** START OF EXTRACTED RECORDS **
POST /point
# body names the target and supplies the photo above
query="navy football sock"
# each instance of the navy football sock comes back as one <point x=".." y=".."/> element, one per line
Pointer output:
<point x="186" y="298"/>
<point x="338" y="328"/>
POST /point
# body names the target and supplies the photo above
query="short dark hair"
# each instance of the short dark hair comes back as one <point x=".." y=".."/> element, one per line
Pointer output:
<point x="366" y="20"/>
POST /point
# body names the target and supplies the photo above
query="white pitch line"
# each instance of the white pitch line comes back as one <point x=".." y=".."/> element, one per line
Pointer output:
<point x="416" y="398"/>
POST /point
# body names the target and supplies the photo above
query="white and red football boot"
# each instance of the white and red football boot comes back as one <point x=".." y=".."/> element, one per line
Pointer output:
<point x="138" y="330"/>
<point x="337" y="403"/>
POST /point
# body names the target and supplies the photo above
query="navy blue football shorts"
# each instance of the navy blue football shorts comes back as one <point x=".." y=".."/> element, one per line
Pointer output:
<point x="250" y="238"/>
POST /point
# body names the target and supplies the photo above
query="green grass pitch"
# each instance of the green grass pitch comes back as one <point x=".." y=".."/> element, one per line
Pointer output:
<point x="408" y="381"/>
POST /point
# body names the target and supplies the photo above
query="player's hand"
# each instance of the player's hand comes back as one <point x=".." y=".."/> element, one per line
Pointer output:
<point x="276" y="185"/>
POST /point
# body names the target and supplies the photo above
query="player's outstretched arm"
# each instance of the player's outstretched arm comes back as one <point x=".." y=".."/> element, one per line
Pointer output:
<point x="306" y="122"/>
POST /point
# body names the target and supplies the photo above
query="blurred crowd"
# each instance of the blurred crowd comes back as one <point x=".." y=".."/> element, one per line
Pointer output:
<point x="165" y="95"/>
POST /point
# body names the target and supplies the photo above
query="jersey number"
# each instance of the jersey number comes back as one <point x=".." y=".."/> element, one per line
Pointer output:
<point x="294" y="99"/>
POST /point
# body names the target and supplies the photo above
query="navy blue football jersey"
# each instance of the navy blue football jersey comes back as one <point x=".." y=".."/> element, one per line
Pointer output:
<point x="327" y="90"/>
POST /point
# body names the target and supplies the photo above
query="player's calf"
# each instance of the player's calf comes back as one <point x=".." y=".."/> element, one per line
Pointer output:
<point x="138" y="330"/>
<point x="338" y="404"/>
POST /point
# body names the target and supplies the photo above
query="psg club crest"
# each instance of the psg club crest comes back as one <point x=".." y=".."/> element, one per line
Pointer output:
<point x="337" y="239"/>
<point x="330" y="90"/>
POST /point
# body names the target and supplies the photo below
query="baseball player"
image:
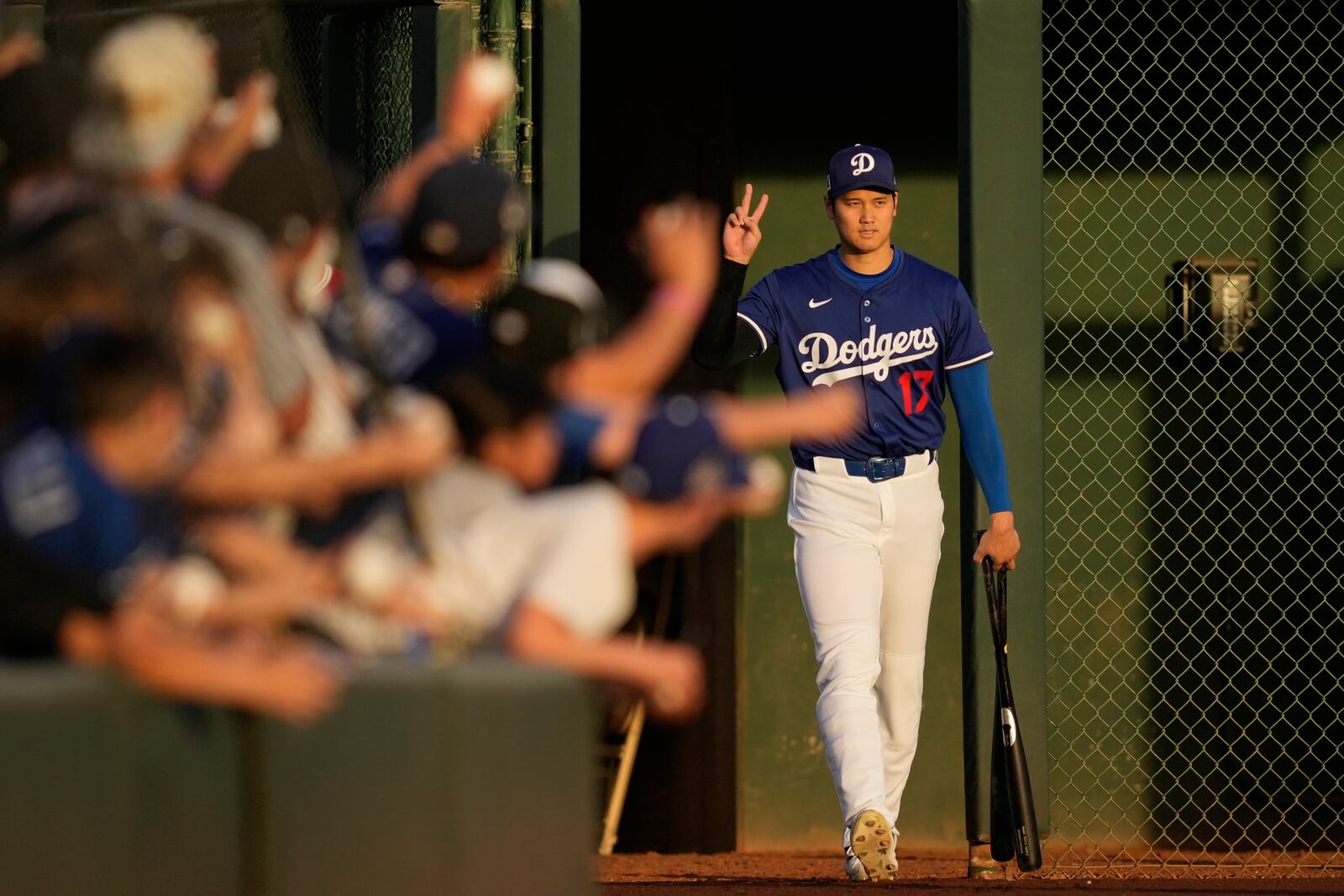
** END OF EXTRACTED RECORDS **
Pick out every line of the data that contains the string "crest", matching case exactly.

SOLUTION FOR THIS EXERCISE
query="psg club crest"
# each instance of the psg club crest comes back as one <point x=".." y=".."/> element, one per line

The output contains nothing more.